▶ _Your objective_:
Transcribe the records below exactly.

▶ _Recorded data_:
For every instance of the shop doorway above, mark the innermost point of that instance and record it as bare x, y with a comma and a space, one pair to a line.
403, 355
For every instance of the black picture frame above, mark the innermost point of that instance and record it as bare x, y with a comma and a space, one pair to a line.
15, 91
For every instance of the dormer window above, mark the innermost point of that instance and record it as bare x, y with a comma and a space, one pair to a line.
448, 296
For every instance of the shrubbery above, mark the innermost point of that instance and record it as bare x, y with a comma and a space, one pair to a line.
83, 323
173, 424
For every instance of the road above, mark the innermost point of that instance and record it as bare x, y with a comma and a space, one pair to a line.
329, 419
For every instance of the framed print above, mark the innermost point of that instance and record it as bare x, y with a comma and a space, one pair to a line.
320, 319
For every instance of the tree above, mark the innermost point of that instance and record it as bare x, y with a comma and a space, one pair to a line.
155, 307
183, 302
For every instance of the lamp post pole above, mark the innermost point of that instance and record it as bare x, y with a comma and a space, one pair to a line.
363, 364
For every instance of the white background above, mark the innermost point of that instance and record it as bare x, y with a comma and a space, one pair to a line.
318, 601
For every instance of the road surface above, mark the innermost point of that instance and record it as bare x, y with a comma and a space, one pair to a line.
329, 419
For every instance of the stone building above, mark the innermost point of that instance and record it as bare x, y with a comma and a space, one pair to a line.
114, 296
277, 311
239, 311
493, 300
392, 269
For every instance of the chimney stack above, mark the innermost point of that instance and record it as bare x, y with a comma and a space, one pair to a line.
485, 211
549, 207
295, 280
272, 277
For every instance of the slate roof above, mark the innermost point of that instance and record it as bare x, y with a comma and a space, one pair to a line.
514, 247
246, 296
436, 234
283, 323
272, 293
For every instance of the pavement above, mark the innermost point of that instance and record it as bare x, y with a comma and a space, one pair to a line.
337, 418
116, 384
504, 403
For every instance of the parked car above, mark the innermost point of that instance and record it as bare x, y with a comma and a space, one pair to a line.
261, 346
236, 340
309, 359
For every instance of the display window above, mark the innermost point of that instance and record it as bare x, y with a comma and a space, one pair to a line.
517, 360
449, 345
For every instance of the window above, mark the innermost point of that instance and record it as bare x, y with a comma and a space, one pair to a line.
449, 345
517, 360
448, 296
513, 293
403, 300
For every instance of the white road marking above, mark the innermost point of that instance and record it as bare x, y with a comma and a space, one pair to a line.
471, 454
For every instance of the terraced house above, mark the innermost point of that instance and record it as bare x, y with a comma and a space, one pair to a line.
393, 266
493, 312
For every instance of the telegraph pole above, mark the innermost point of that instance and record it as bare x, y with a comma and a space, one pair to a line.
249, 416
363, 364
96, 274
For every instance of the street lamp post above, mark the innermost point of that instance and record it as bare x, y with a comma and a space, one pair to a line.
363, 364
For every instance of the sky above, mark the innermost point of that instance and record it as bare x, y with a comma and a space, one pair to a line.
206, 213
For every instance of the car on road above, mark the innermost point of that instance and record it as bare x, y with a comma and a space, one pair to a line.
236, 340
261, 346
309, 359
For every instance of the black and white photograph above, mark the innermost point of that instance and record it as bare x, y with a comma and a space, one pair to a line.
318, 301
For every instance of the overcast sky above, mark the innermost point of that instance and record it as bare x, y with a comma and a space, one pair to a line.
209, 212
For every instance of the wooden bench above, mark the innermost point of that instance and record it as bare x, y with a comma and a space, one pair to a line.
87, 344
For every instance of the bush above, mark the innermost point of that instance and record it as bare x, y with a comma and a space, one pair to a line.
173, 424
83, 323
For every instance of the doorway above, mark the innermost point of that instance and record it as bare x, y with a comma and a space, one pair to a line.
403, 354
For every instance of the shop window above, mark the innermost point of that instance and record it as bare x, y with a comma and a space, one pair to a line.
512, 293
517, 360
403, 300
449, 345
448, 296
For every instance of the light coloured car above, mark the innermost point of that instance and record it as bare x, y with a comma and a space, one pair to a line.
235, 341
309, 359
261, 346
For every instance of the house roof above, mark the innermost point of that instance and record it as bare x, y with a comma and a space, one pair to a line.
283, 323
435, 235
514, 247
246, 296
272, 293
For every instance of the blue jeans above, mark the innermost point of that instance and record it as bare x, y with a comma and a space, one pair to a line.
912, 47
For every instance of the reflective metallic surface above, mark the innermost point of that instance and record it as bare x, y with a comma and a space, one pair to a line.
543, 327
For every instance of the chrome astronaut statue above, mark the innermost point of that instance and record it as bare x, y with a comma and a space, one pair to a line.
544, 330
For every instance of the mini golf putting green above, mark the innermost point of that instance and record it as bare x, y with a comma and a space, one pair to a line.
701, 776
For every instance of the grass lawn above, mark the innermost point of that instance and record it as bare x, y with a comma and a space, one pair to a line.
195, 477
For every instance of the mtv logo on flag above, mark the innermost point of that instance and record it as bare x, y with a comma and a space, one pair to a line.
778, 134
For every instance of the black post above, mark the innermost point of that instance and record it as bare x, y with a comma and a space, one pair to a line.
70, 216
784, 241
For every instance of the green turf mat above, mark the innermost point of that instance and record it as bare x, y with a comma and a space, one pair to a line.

▶ _Result of this task_:
For every instance of the shop doorway above, mark the innermost point of that instance and record it as bare x, y with a comma and a space, one pair to a line.
403, 355
For every instance of the black picture frame above, mark the innermost point of that instance and record it as bare x, y with a comma and a space, one pair to a line.
15, 91
For every instance of the dormer window above, mark the innermost point of that instance and record it as bare x, y with a comma and a space, one pair to a line.
448, 296
For every instance of the shrubbery above, mark the innermost point of that instance and record it as bare x, y with a comma and a space, one pair to a line.
83, 323
173, 424
For every instance of the road above, mark the innermost point of that instance and record it as bare x, y with a comma and a space, one pair to a line.
329, 419
For every instance of the framed print above, mark the innermost point of that instance and record it as bare x, y with a comma and a space, one pair to a line.
320, 319
For every instance of the tree above, mark the innermost point of that instance and record it as bare x, y with a comma and a space, one pair to a line.
155, 307
183, 302
For every instance of the lamp post pole above, mark the innermost point of that instance and record it as bare x, y with a comma and a space, one pair to a line.
363, 364
For every instance of the white background above, mark the innermost point of that instance and record it as bare x, y with a comma and a space, one pair to a line.
318, 601
For every instance of the road surface above, mark the innermost point of that instance and record it as bare x, y with a comma and a space, one pair to a line.
329, 419
For every instance of the stone building above, mark the innermost point of that instance and record it as bare x, y with a comma and a space, one pair to a line.
114, 296
277, 311
239, 311
493, 300
392, 269
For every instance of the chimney stack above, mark the innermost point of that instance and record it as bare x, y with a comma and a space, one pair to a line.
485, 211
549, 207
295, 280
272, 277
For every instance of the slate roof above, mark the innermost point of that instance and record it as bare x, y with a comma and a space, one pair to a line.
514, 247
246, 296
436, 234
283, 323
272, 293
For every instance of the pavement above, mark the innermost point of that instance and record it as bare x, y with a comma and a space, one pair to a line.
337, 418
116, 384
504, 403
For every instance of the parked car above, mark the innermost point of that instance and record it as bare x, y with a comma and a space, one pair to a line.
261, 346
236, 340
309, 359
For every instance of the display window above, mark the innermost point of that instance and record it as bare x, y with a comma and a space, one pair to a line.
517, 360
449, 345
For every instance of the window above, mark the innermost point of that instance and record it as bare x, y with a comma and a space, one pair to a line.
449, 345
517, 360
448, 296
513, 293
403, 300
For every instance of the white road marking above, mark the innermost point of that instance and record it as bare x, y with a comma and a space, one pair to a line.
471, 454
For every instance of the terraced house above, mark the innermost point of that instance and record it as bare x, y with a comma and a space, one pair to a line.
393, 266
493, 312
For every instance of the telegraph pole above, mark the innermost point of that instance and record it as bare x, y with a comma and a space, one pair to a line.
249, 416
363, 364
96, 274
For every instance of the street lamp post above, mark the innermost point of that instance and record it as bare x, y with a comma and a space, one pair to a line.
363, 364
For every instance of the sky above, mark the innermost point of that instance and record it as bare x, y with a comma and a space, one pair to a line.
206, 213
For every instance of the car on road above, mark the innermost point of that instance and record it as bare x, y with a comma and a space, one pair to a line.
236, 340
261, 346
309, 359
For every instance of the black and white photograph above, mark the innermost point of that instance and record it as bare x, y with a comma and a space, one pair to a line.
318, 301
For every instance of the overcast sky above, mark the innermost point of that instance and record it as bare x, y with a comma and a space, one pair to a line.
209, 212
For every instance of the wooden bench above, mark the innermost point of that instance and record it as bare x, y with a comma and a space, one pair to a line.
87, 344
For every instance of the bush above, mark the innermost point of that instance and record it as bare x, y with a comma and a space, one pair to a line.
173, 424
83, 323
For every instance of the doorway above, mark the innermost point of that instance and record it as bare x, y with a comma and a space, one pair to a line.
403, 354
For every instance of the shop window above, mark the innermost point of that instance and record it as bare x, y with a comma and a space, one pair to a line.
512, 293
517, 360
403, 300
449, 345
448, 296
For every instance of the light coloured car above, mark the innermost point of that instance and record it as bare x, y with a comma and a space, one pair to a line.
235, 341
309, 359
261, 346
For every instance of the house roof above, mark the innermost point of that instance and record it as bare x, y with a comma and a space, one pair to a line.
283, 323
435, 235
514, 247
246, 296
272, 293
For every instance of the blue jeans above, mark the innermost point of that instance and record it as bare x, y with a comma and a space, one pair to a line.
912, 47
For every instance of the reflective metallic surface above, mark the innermost point of that instance and record it as bare x, y with a comma and a space, one pair to a line.
543, 327
For every instance of the chrome astronaut statue above, mark the innermost point of that instance and record it as bare x, y with a comma and a space, one pair to a line.
544, 330
For every instance of the mini golf putting green above, mark the innermost point of that instance and record it as bare x, y with a comma and a space, one pair to a line.
701, 776
For every instance of the grass lawn above, mark the innermost point of that instance and record it as bare x, y with a comma and a space, one pair to a line.
195, 477
For every instance of the mtv logo on flag above, mark the innermost point of that instance and record it as bare x, y with a comma and a space, one pair to a line.
778, 134
For every instance of the black post above, mark the innermost point of that instance and record it as bare x, y with a comma and a space, one pair to a line.
70, 216
784, 241
For every instance of the green turf mat above, mark the innermost point of that instance and record it as bare x, y with a comma and a space, one pair to a line.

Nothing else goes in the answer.